Arbeitsanweisungen
**A)** Zähle alle Herausforderungen auf, mit denen laut dem Text über KMU derzeit alle deutschen Unternehmen zu kämpfen haben.
**B)** Gib den Abschnitt aus dem Text über KMU wortgetreu wieder, beginnend bei "Kleine- und mittelständische" und endend bei "die wichtigsten Fakten.".
**C)** Fasse den Absatz aus dem Text über KMU, der mit „Zunächst ein Blick in die Historie“ beginnt, in kürzerer Form zusammen und behalte dabei seine wesentlichen Fakten bei.

Quelle
----------------------------------------

Kleine- und mittelständische Unternehmen, kurz KMU, gelten zu Recht als das Rückgrat der deutschen Unternehmenslandschaft. Aber wie groß ist ihre Bedeutung wirklich? Und was genau unterscheidet KMU vom Mittelstand und Großunternehmen, was macht sie einzigartig? Und welche Herausforderungen stellt das Thema Finanzierung an die Unternehmen in diesem Bereich? Hier die wichtigsten Fakten.

Alle deutschen Unternehmen haben derzeit mit hoher Inflation, hohen Zinsen, der zurückhaltenden Kreditvergabe der Banken, Fachkräftemangel, stark gestiegenen Energiepreisen und zunehmender Bürokratie zu kämpfen. Doch immer, wenn über die Herausforderungen für die Wirtschaft berichtet wird, heißt es, eine Gruppe sei besonders davon betroffen: die kleinen und mittelständischen Unternehmen, kurz KMU, gelegentlich aber auch einfach als Mittelstand bezeichnet. Auf der anderen Seite gelten KMU und Mittelstand als das Rückgrat der deutschen Wirtschaft. Was also genau bezeichnen die Begriffe KMU und Mittelstand und was macht diese Unternehmensgruppe so besonders und so wichtig? 

Zunächst ein Blick in die Historie: Erstmals soll die Bezeichnung „Mittelstand“ Ende des 17. Jahrhunderts in Schlesien gefallen sein. Und auch wenn ihn heutzutage viele nutzen – im alltäglichen Sprachgebrauch ebenso wie in der Presse –, wissen viele nicht mit hundertprozentiger Sicherheit, was konkret eigentlich der Mittelstand ist. Ebenso geht es vielen mit dem Ausdruck KMU, den manch einer mit dem Mittelstandsbegriff gleichsetzt.

----------------------------------------

Datensatz
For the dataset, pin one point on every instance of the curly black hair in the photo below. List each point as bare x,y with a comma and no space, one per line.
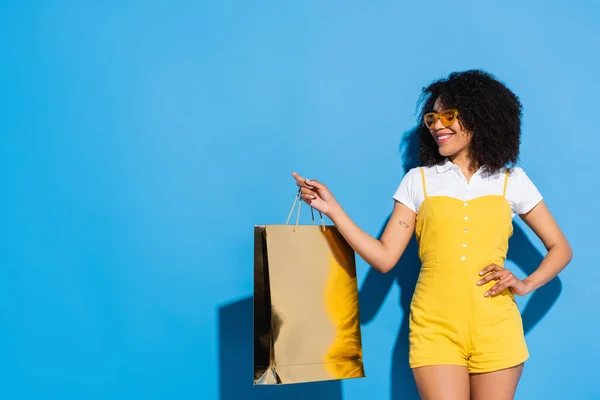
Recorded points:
487,109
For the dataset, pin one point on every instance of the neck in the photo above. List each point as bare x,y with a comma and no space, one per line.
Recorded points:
464,162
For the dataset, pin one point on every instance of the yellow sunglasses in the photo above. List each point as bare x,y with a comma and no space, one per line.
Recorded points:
447,117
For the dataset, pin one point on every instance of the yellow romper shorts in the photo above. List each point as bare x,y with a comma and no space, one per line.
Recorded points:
451,322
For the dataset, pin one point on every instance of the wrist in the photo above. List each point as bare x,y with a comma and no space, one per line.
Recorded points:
335,212
530,284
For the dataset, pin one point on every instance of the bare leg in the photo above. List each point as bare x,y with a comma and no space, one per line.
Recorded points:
442,382
497,385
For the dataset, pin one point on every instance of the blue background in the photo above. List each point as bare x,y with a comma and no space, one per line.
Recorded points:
141,141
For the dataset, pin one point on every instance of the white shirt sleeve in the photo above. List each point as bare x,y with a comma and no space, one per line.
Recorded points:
409,189
521,192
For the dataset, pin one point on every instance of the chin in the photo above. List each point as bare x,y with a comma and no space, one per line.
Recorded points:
445,152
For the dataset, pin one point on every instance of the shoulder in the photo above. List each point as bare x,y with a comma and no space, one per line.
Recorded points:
521,192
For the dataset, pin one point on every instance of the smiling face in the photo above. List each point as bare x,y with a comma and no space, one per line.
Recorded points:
452,140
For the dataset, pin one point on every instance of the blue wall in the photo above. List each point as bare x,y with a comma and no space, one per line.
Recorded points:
141,140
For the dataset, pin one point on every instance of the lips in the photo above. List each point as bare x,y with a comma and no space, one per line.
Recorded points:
443,138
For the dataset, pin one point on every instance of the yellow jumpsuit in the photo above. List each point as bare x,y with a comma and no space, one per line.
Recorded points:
451,321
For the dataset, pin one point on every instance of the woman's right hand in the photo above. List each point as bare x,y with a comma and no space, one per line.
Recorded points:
316,195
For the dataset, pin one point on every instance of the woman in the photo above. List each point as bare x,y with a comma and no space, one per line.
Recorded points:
466,333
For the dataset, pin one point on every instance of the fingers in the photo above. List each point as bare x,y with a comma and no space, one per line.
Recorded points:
302,182
504,283
307,194
307,183
489,268
496,275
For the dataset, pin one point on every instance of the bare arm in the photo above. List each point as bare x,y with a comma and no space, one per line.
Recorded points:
541,221
559,255
381,254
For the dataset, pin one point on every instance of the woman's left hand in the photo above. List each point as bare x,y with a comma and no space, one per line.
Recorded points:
505,280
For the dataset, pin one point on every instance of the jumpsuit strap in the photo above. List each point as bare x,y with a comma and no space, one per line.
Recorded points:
423,178
505,181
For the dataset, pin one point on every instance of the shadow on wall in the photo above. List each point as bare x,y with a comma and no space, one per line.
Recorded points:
236,361
376,287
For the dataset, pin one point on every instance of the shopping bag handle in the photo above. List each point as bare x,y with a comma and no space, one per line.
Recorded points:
298,194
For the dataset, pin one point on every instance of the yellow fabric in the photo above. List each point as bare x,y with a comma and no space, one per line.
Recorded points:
451,320
343,359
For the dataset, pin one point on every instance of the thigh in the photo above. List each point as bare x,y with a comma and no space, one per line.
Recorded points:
442,382
496,385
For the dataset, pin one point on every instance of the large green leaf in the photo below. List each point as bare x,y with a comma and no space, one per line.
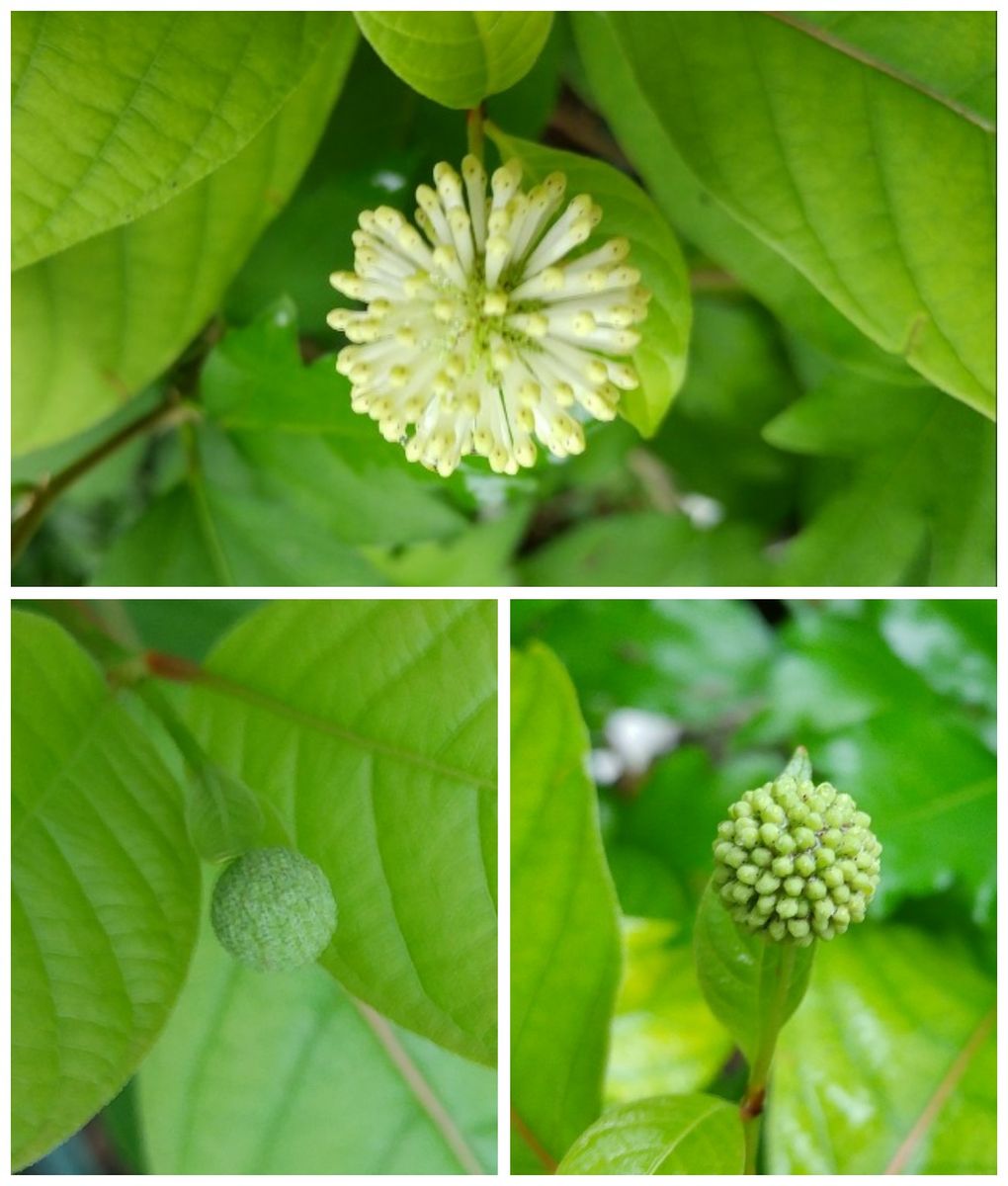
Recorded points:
98,321
114,114
917,499
713,442
697,213
629,212
371,728
931,790
457,58
105,893
226,529
664,1038
667,1136
752,984
769,113
289,1074
889,1065
564,942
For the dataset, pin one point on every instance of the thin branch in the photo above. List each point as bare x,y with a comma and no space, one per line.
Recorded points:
533,1143
942,1092
421,1089
37,503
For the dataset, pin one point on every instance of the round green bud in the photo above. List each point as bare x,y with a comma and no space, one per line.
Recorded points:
273,910
796,861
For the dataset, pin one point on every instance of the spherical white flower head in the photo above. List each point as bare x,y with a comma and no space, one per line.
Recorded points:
486,331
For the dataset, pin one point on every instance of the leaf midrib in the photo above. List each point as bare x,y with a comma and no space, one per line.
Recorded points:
226,687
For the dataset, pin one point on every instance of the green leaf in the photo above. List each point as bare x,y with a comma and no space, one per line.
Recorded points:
768,113
98,321
902,1076
738,380
289,1074
564,941
628,212
105,890
668,1136
664,1039
372,729
699,662
949,52
649,549
202,533
752,984
692,208
114,114
930,788
222,815
918,504
457,58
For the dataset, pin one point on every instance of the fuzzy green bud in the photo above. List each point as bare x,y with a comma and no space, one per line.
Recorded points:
273,910
823,860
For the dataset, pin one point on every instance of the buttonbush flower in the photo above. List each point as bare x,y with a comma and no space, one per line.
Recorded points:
490,330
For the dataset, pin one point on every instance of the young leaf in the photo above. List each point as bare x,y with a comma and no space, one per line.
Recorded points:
752,985
628,212
98,321
649,549
371,729
665,1136
664,1039
457,58
113,119
889,1066
694,212
777,111
564,942
105,890
288,1073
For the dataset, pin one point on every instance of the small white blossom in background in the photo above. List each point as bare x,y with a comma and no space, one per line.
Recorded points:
486,331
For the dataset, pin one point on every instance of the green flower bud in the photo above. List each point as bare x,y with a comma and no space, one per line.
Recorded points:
273,910
796,861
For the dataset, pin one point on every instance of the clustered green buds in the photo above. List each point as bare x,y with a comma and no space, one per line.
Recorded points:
273,910
796,861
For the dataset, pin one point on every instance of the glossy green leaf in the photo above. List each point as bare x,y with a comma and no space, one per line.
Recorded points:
629,212
752,984
664,1038
114,114
457,58
288,1073
889,1065
768,112
919,501
667,1136
564,941
205,533
105,890
712,439
649,549
695,212
98,321
948,52
372,729
930,788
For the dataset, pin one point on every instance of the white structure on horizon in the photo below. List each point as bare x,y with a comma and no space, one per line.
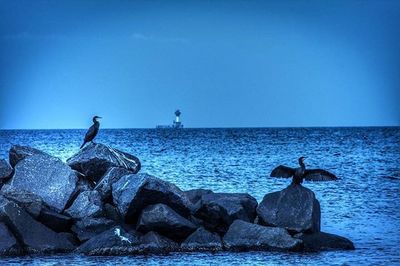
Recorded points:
176,123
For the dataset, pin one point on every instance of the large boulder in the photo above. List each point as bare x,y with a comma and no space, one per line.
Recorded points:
111,176
35,237
87,204
132,193
202,240
55,221
219,210
152,242
115,241
95,159
90,227
18,153
244,236
29,201
194,195
166,221
47,177
321,241
294,208
8,244
5,171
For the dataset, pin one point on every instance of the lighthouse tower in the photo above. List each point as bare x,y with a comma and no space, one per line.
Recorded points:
177,122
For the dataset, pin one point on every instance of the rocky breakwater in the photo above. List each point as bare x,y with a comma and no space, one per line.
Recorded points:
98,204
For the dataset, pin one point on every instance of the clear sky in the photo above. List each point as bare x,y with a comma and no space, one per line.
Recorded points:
223,63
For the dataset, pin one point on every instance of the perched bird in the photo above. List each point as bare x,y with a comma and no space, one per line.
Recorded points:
92,131
301,173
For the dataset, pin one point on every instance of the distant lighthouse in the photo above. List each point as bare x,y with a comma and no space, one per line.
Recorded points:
176,123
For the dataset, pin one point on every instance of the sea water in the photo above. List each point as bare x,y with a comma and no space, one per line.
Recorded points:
363,205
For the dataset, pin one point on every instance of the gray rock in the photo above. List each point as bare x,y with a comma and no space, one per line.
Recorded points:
202,240
244,236
5,171
115,241
166,221
18,153
134,192
35,237
111,176
194,195
55,221
30,202
219,210
152,242
8,244
90,227
47,177
321,241
95,159
87,204
294,208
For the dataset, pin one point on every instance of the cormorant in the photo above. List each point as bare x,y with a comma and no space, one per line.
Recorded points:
301,173
92,131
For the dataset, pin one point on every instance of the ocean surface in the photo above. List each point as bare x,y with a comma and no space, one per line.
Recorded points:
364,205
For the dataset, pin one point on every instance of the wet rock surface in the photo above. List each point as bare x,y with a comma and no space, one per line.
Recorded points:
164,220
244,236
321,241
5,171
103,208
35,237
95,159
294,208
219,210
134,192
47,177
202,240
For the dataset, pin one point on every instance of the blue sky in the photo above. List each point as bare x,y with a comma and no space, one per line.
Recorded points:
223,63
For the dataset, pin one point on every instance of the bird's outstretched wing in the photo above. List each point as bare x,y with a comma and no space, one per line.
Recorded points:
319,175
283,171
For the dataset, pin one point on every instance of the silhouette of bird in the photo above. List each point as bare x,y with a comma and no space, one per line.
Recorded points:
301,173
92,131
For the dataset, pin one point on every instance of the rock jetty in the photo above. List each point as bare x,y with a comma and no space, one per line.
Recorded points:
97,203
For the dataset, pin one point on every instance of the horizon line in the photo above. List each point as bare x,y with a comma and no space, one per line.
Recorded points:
254,127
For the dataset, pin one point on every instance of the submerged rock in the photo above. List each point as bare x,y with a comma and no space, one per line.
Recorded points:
111,176
8,244
166,221
219,210
47,177
294,208
244,236
87,204
35,237
321,241
115,241
202,240
152,242
95,159
18,153
194,195
5,171
134,192
30,202
90,227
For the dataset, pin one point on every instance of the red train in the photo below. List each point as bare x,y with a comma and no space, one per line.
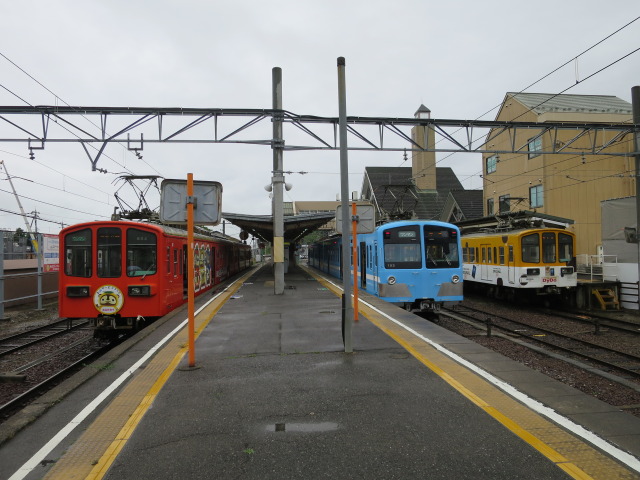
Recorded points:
120,274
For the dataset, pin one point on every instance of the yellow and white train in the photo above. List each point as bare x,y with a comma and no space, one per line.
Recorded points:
540,261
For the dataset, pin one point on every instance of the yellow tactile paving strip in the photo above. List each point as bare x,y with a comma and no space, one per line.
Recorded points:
577,458
93,453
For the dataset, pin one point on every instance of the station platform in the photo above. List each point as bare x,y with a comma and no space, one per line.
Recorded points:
274,395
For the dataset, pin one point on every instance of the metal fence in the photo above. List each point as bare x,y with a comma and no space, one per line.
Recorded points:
18,247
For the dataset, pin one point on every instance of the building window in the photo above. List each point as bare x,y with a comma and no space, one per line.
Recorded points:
492,163
536,196
535,147
490,206
504,203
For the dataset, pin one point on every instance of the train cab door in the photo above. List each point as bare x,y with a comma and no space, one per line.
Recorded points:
213,265
363,265
484,262
374,269
511,266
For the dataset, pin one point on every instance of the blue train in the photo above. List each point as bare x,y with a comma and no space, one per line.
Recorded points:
414,264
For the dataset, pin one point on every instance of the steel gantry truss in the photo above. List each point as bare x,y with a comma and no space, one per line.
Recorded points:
41,125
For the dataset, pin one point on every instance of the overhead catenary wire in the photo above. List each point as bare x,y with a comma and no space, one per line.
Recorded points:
546,76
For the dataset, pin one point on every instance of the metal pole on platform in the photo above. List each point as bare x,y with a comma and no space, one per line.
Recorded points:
635,106
39,255
347,311
277,182
190,272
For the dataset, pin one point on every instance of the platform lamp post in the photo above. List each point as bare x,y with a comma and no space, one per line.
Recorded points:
277,182
347,308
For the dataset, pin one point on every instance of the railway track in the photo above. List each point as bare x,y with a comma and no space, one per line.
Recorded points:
599,321
34,361
36,335
623,363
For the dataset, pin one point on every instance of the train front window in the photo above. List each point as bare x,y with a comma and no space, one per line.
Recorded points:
109,252
402,247
531,248
77,248
141,253
565,247
441,247
548,247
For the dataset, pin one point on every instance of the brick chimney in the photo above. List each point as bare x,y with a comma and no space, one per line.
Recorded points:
423,164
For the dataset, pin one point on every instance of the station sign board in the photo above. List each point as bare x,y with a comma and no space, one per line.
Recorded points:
207,198
365,214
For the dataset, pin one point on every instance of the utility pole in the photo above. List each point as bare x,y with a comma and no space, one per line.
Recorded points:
635,107
34,242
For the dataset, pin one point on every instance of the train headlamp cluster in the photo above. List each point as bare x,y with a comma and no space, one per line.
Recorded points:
78,291
139,290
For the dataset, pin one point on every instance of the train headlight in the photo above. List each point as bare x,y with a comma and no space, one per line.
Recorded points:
139,291
77,291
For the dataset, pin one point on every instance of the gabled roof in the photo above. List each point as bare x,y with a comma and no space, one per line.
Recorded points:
547,102
469,201
396,194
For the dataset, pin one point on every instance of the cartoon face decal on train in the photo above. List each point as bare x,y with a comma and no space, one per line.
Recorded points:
108,299
201,267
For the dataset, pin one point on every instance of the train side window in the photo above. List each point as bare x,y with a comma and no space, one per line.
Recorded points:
77,247
565,246
531,248
141,253
109,240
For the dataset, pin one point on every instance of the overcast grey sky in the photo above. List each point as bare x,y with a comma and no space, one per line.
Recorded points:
459,58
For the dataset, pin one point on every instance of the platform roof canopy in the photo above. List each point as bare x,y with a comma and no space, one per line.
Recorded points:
295,226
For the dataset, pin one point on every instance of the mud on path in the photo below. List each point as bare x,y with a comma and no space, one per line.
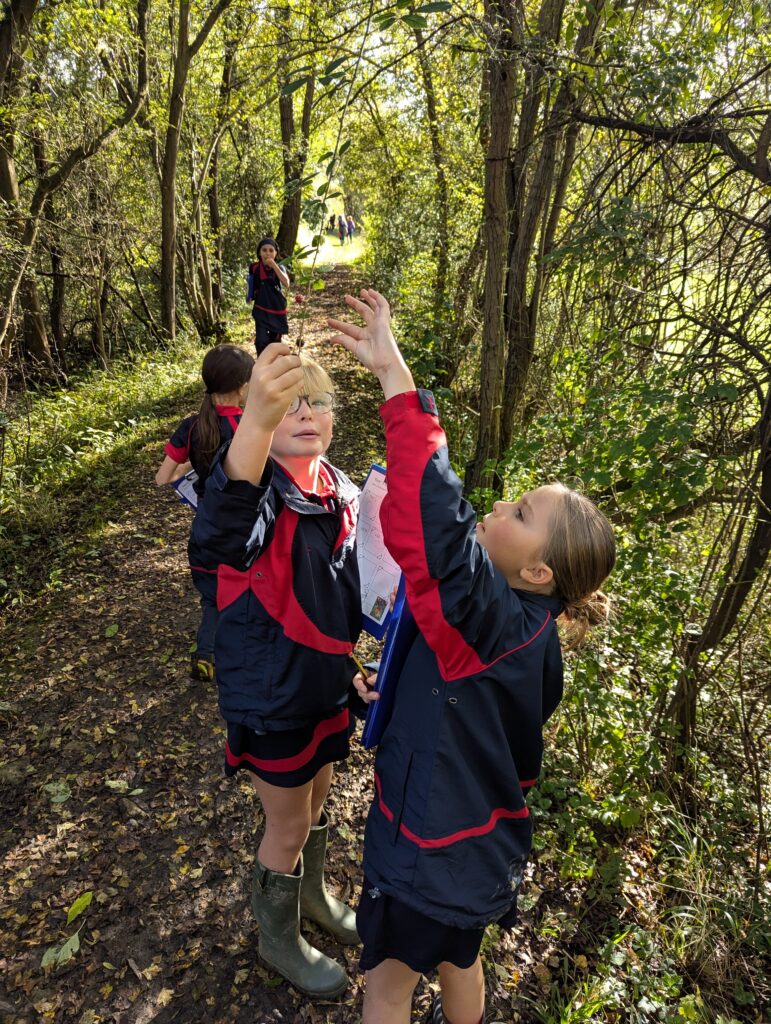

----------------------------------------

Lösungen
**A)**
- hohe Inflation
- hohe Zinsen
- zurückhaltende Kreditvergabe der Banken
- Fachkräftemangel
- stark gestiegene Energiepreise
- zunehmende Bürokratie

**B)**
Kleine- und mittelständische Unternehmen, kurz KMU, gelten zu Recht als das Rückgrat der deutschen Unternehmenslandschaft. Aber wie groß ist ihre Bedeutung wirklich? Und was genau unterscheidet KMU vom Mittelstand und Großunternehmen, was macht sie einzigartig? Und welche Herausforderungen stellt das Thema Finanzierung an die Unternehmen in diesem Bereich? Hier die wichtigsten Fakten.

**C)** Der Begriff „Mittelstand“ soll erstmals Ende des 17. Jahrhunderts in Schlesien verwendet worden sein. Obwohl er heute im Alltag und in der Presse verbreitet ist, wissen viele nicht genau, was er bezeichnet. Ähnlich unklar ist vielen der Ausdruck KMU, den manche mit dem Mittelstand gleichsetzen.